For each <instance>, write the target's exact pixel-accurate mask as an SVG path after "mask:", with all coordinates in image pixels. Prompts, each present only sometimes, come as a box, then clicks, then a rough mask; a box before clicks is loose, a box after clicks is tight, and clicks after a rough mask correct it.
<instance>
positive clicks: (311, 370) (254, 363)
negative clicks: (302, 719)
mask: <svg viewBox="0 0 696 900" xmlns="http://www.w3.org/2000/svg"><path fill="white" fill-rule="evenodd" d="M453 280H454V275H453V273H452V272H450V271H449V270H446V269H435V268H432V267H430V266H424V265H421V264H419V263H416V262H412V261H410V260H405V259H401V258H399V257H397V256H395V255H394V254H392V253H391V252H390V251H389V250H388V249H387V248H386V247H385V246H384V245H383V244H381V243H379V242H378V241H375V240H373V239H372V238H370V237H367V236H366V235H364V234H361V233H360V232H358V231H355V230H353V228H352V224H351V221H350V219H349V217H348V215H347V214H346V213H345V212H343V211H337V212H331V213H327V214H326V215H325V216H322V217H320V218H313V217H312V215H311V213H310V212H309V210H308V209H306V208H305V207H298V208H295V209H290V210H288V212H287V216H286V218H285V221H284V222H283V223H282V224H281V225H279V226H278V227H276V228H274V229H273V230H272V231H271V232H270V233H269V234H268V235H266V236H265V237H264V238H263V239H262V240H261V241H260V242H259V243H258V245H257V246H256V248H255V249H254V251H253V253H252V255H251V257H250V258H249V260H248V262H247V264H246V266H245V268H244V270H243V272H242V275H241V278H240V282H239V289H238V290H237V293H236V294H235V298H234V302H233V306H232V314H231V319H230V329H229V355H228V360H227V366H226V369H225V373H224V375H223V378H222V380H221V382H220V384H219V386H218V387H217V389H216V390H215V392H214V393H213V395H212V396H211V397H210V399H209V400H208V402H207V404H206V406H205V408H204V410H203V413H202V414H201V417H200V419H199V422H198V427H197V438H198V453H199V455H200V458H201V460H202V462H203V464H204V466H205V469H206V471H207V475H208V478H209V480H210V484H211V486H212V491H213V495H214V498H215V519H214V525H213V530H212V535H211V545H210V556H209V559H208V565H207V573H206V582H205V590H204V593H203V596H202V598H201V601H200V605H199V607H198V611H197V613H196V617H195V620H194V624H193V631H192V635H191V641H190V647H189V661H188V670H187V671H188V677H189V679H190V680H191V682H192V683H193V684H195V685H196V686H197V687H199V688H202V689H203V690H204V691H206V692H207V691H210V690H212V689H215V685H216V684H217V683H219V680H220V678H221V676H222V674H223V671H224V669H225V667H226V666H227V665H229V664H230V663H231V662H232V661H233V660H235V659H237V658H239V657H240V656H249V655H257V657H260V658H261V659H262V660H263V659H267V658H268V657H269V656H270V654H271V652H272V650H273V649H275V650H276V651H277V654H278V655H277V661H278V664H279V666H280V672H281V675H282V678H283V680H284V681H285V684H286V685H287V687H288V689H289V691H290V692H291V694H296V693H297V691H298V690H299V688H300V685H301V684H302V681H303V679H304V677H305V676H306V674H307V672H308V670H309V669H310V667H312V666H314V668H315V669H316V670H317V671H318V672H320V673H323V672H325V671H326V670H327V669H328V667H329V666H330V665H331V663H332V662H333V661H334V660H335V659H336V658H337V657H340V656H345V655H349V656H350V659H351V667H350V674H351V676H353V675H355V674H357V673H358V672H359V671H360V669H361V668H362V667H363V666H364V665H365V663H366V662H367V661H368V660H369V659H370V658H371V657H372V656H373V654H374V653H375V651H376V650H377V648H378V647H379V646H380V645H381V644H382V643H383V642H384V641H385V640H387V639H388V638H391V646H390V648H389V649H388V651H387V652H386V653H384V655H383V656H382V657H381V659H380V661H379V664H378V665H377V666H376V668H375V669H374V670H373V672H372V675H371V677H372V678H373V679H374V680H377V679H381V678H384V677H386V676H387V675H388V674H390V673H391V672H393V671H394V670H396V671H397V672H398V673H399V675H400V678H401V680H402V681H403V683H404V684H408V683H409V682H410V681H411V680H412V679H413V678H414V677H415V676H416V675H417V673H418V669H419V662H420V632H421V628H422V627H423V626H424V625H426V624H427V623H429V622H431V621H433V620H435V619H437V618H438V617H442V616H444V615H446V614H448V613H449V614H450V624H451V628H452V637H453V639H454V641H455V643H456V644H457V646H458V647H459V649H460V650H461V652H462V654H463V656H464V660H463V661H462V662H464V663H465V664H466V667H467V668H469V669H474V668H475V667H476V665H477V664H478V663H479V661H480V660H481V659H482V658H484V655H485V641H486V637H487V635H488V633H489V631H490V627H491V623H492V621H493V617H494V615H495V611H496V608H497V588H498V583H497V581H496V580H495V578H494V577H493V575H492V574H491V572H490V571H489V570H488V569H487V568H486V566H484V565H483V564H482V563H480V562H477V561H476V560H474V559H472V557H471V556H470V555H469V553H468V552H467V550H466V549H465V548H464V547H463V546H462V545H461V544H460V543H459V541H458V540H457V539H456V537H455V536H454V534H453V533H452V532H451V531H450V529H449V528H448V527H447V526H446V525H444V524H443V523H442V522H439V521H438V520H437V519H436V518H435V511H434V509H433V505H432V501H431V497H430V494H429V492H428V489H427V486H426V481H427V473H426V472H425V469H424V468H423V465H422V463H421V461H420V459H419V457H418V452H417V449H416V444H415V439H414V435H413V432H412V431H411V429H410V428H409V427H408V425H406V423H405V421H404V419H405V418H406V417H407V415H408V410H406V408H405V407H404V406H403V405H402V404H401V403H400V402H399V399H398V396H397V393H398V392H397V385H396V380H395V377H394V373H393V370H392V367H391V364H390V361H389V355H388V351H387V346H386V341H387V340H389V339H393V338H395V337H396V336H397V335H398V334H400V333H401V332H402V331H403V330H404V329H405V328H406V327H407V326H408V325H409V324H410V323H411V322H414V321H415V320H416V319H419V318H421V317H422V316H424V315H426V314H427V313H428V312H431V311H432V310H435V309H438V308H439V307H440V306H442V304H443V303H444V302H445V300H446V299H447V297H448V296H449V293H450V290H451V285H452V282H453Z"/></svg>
+--
## Task item
Could you copy out all the material word for word?

## Exercise result
For each <instance>, write the target's exact pixel-accurate mask as an SVG path after "mask:", with all coordinates in image pixels. Prompts, each present only sometimes, come as a box, then clicks, then a rough mask; a box before clicks is loose, a box after clicks is tight, and clicks after a rough mask correct it.
<instance>
positive clicks: (311, 370) (254, 363)
negative clicks: (302, 719)
mask: <svg viewBox="0 0 696 900" xmlns="http://www.w3.org/2000/svg"><path fill="white" fill-rule="evenodd" d="M453 280H454V275H453V273H452V272H450V271H449V270H446V269H435V268H432V267H430V266H424V265H421V264H419V263H416V262H412V261H410V260H405V259H401V258H399V257H397V256H395V255H394V254H392V253H391V252H390V251H389V250H388V249H387V248H386V247H385V246H384V245H383V244H381V243H379V242H378V241H375V240H373V239H372V238H370V237H367V236H366V235H364V234H361V233H360V232H358V231H355V230H353V228H352V224H351V221H350V219H349V217H348V215H347V214H346V213H345V212H343V211H337V212H331V213H327V214H326V215H325V216H322V217H320V218H313V217H312V215H311V213H310V212H309V210H308V209H306V208H305V207H298V208H295V209H290V210H288V212H287V216H286V218H285V221H284V222H283V223H282V224H281V225H279V226H278V227H276V228H274V229H273V230H272V231H271V232H270V233H269V234H268V235H266V236H265V237H264V238H263V239H262V240H261V241H260V242H259V243H258V245H257V246H256V248H255V249H254V251H253V253H252V255H251V257H250V258H249V260H248V262H247V264H246V266H245V268H244V270H243V272H242V275H241V278H240V282H239V289H238V290H237V293H236V294H235V298H234V302H233V306H232V314H231V319H230V329H229V355H228V360H227V366H226V369H225V373H224V375H223V378H222V380H221V382H220V384H219V386H218V387H217V389H216V390H215V392H214V393H213V395H212V396H211V397H210V399H209V400H208V402H207V404H206V406H205V408H204V410H203V413H202V414H201V417H200V419H199V422H198V427H197V438H198V453H199V455H200V458H201V460H202V462H203V464H204V466H205V469H206V471H207V475H208V478H209V480H210V484H211V486H212V491H213V495H214V498H215V519H214V525H213V530H212V535H211V545H210V556H209V559H208V565H207V573H206V582H205V590H204V593H203V596H202V598H201V601H200V605H199V607H198V611H197V613H196V617H195V620H194V624H193V631H192V635H191V641H190V647H189V661H188V670H187V671H188V677H189V679H190V680H191V682H192V683H193V684H195V685H196V686H197V687H199V688H202V689H203V690H204V691H206V692H207V691H210V690H212V689H215V685H216V684H217V683H219V680H220V678H221V676H222V674H223V671H224V669H225V667H226V666H227V665H229V664H230V663H231V662H232V661H233V660H235V659H237V658H239V657H240V656H249V655H257V657H260V658H261V659H262V660H263V659H267V658H268V657H269V656H270V654H271V652H272V650H273V649H275V650H276V651H277V654H278V655H277V661H278V664H279V666H280V672H281V675H282V678H283V680H284V681H285V684H286V685H287V687H288V689H289V691H290V692H291V694H296V693H297V691H298V690H299V688H300V685H301V684H302V681H303V679H304V677H305V676H306V674H307V672H308V670H309V669H310V667H312V666H314V668H315V669H316V670H317V671H318V672H320V673H323V672H325V671H326V670H327V669H328V667H329V666H330V665H331V663H332V662H333V661H334V660H335V659H336V658H337V657H340V656H345V655H349V656H350V659H351V667H350V674H351V676H353V675H355V674H357V673H358V672H359V671H360V669H361V668H362V667H363V666H364V665H365V663H366V662H367V661H368V660H369V659H370V658H371V657H372V656H373V654H374V653H375V651H376V650H377V648H378V647H379V646H380V645H381V644H382V643H383V642H384V641H385V640H387V639H388V638H391V646H390V648H389V649H388V651H387V652H386V653H384V655H383V656H382V657H381V659H380V661H379V664H378V665H377V666H376V668H375V669H374V670H373V672H372V675H371V677H372V678H373V679H374V680H377V679H381V678H384V677H386V676H387V675H388V674H390V673H391V672H393V671H394V670H396V671H397V672H398V673H399V675H400V678H401V680H402V681H403V683H404V684H408V683H409V682H410V681H411V680H412V679H413V678H414V677H415V676H416V675H417V673H418V669H419V662H420V632H421V628H422V627H423V626H424V625H426V624H427V623H429V622H431V621H433V620H435V619H437V618H438V617H442V616H444V615H446V614H448V613H449V614H450V624H451V628H452V637H453V639H454V641H455V643H456V644H457V646H458V647H459V649H460V650H461V652H462V654H463V656H464V660H463V661H462V662H464V663H465V664H466V667H467V668H469V669H474V668H475V667H476V665H477V664H478V663H479V661H480V660H481V659H482V658H484V655H485V641H486V637H487V635H488V633H489V631H490V627H491V623H492V621H493V617H494V615H495V611H496V608H497V588H498V583H497V581H496V580H495V578H494V577H493V575H492V574H491V572H490V571H489V570H488V569H487V568H486V566H484V565H483V564H482V563H480V562H477V561H476V560H474V559H472V557H471V556H470V555H469V553H468V552H467V550H466V549H465V548H464V547H463V546H462V545H461V544H460V543H459V541H458V540H457V539H456V537H455V536H454V534H453V533H452V532H451V531H450V529H449V528H448V527H447V526H446V525H444V524H443V523H442V522H439V521H438V520H437V519H436V518H435V511H434V509H433V505H432V501H431V497H430V494H429V492H428V489H427V486H426V481H427V473H426V472H425V469H424V468H423V465H422V463H421V461H420V459H419V457H418V452H417V449H416V444H415V439H414V435H413V432H412V431H411V429H410V428H409V427H408V425H406V423H405V421H404V419H405V418H406V417H407V415H408V410H406V408H405V407H404V406H403V405H402V404H401V403H400V402H399V399H398V396H397V393H398V392H397V385H396V380H395V377H394V373H393V370H392V367H391V364H390V361H389V355H388V351H387V346H386V341H387V340H389V339H393V338H395V337H396V336H397V335H398V334H400V333H401V332H402V331H403V330H404V329H405V328H406V327H407V326H408V325H409V324H410V323H411V322H414V321H415V320H416V319H419V318H421V317H422V316H424V315H426V314H427V313H428V312H431V311H432V310H435V309H438V308H439V307H440V306H442V304H443V303H444V302H445V300H446V299H447V297H448V296H449V293H450V290H451V285H452V282H453Z"/></svg>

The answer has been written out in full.